§ REQUIREMENT:
Copy the records below exactly as they appear.

(Records from a collection)
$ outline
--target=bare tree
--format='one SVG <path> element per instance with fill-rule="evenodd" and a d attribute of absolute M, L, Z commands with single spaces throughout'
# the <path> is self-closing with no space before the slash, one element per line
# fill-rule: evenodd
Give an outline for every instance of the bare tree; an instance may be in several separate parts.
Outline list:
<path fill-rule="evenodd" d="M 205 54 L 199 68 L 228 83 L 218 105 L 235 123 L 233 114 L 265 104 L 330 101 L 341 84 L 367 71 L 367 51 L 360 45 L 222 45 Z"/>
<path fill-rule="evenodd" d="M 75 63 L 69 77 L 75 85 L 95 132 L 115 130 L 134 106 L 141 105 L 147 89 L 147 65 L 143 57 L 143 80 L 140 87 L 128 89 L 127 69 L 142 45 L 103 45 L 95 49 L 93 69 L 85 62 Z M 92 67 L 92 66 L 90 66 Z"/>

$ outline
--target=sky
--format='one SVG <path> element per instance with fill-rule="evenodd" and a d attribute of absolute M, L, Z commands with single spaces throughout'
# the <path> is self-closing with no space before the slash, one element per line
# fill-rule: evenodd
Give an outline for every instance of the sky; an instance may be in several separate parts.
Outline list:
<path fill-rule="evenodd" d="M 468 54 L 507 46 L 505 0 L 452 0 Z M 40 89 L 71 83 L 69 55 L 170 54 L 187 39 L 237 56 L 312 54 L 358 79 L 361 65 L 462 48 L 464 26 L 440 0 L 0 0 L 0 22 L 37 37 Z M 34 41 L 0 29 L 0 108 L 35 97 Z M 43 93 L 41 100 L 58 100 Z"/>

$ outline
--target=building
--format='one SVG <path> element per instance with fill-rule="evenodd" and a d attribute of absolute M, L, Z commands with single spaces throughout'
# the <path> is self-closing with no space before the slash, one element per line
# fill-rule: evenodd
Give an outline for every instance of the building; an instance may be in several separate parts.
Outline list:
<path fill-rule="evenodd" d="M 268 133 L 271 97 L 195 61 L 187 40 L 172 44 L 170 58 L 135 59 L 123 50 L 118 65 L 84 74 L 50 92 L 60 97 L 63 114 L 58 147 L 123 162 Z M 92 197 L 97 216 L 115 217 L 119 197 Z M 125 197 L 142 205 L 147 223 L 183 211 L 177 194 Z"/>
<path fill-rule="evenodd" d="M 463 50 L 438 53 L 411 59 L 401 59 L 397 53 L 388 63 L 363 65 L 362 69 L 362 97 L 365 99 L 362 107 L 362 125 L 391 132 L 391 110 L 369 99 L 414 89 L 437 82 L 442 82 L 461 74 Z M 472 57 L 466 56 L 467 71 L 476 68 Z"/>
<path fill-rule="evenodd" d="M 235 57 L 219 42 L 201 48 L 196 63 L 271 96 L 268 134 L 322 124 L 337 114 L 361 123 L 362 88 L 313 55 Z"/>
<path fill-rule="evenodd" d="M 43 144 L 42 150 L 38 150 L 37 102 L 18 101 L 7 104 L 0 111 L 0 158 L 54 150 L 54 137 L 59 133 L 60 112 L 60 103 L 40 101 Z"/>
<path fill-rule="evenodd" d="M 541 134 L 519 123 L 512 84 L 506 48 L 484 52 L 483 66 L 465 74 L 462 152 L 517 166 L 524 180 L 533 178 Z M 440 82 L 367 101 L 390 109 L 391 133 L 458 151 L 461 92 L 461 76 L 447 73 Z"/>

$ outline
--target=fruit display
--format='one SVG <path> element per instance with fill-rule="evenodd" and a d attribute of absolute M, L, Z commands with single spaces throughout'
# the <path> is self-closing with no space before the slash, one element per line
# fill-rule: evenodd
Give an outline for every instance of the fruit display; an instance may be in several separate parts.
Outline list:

§ RESULT OF THE TASK:
$ outline
--target=bare tree
--format='one SVG <path> element per instance with fill-rule="evenodd" and a d attribute of absolute M, L, Z commands with single spaces throughout'
# the <path> is self-closing with no space before the slash, one element per line
# fill-rule: evenodd
Give an outline for every instance of the bare tree; an instance may be in several separate parts.
Outline list:
<path fill-rule="evenodd" d="M 205 54 L 199 68 L 228 83 L 218 105 L 235 123 L 233 114 L 265 104 L 330 101 L 341 84 L 367 71 L 367 51 L 360 45 L 222 45 Z"/>
<path fill-rule="evenodd" d="M 75 63 L 69 77 L 75 85 L 95 132 L 115 130 L 134 106 L 141 105 L 147 89 L 147 65 L 143 57 L 143 80 L 140 87 L 128 89 L 127 69 L 142 45 L 103 45 L 95 49 L 93 69 L 85 62 Z M 92 67 L 92 66 L 90 66 Z"/>

$ outline
--target=sky
--format='one SVG <path> element per instance with fill-rule="evenodd" and a d attribute of absolute M, L, Z commands with single spaces throughout'
# the <path> is self-closing with no space before the slash, one element per line
# fill-rule: evenodd
Give an outline for every instance of the sky; an instance may be in several separate parts.
Outline list:
<path fill-rule="evenodd" d="M 468 54 L 507 46 L 505 0 L 452 0 Z M 40 89 L 71 83 L 69 55 L 170 54 L 187 39 L 237 56 L 312 54 L 358 79 L 361 65 L 462 48 L 464 26 L 440 0 L 0 0 L 0 22 L 37 37 Z M 34 41 L 0 29 L 0 108 L 35 97 Z M 43 93 L 41 100 L 58 100 Z"/>

$ outline
--target=building
--format='one SVG <path> element per instance with fill-rule="evenodd" and a d attribute of absolute M, L, Z commands with single spaces throughout'
# the <path> is self-closing with no space before the slash, one element per line
# fill-rule: evenodd
Give an outline for every instance of the building; an instance may be in several separate parts.
Outline list:
<path fill-rule="evenodd" d="M 268 133 L 271 97 L 195 61 L 187 40 L 172 44 L 170 58 L 135 59 L 123 50 L 118 65 L 84 74 L 50 92 L 60 97 L 63 114 L 58 147 L 123 162 Z M 92 197 L 97 216 L 115 217 L 119 197 Z M 125 197 L 142 205 L 147 223 L 183 211 L 177 194 Z"/>
<path fill-rule="evenodd" d="M 463 50 L 438 53 L 411 59 L 401 59 L 397 53 L 388 63 L 363 65 L 362 69 L 362 97 L 365 99 L 362 107 L 362 125 L 391 132 L 391 110 L 369 99 L 414 89 L 437 82 L 442 82 L 461 74 Z M 472 57 L 466 56 L 467 71 L 476 68 Z"/>
<path fill-rule="evenodd" d="M 235 57 L 219 42 L 201 48 L 196 63 L 271 96 L 268 134 L 322 124 L 337 114 L 361 123 L 362 88 L 313 55 Z"/>
<path fill-rule="evenodd" d="M 43 144 L 42 150 L 38 150 L 37 102 L 18 101 L 7 104 L 0 111 L 0 158 L 54 150 L 54 137 L 59 133 L 60 112 L 60 103 L 40 101 Z"/>
<path fill-rule="evenodd" d="M 541 134 L 519 123 L 512 84 L 506 48 L 484 52 L 483 66 L 465 74 L 462 152 L 517 166 L 524 180 L 533 178 Z M 440 82 L 367 101 L 390 109 L 391 133 L 458 151 L 461 92 L 461 76 L 447 73 Z"/>

$ outline
--target=fruit display
--format='one SVG <path> element per instance with fill-rule="evenodd" and a d attribute of absolute M, L, Z commands with single spaces throughout'
# the <path> is self-closing with no space before the slash, one element per line
# fill-rule: evenodd
Give an outline for every instance of the fruit display; an instance may be in several separate parts.
Outline list:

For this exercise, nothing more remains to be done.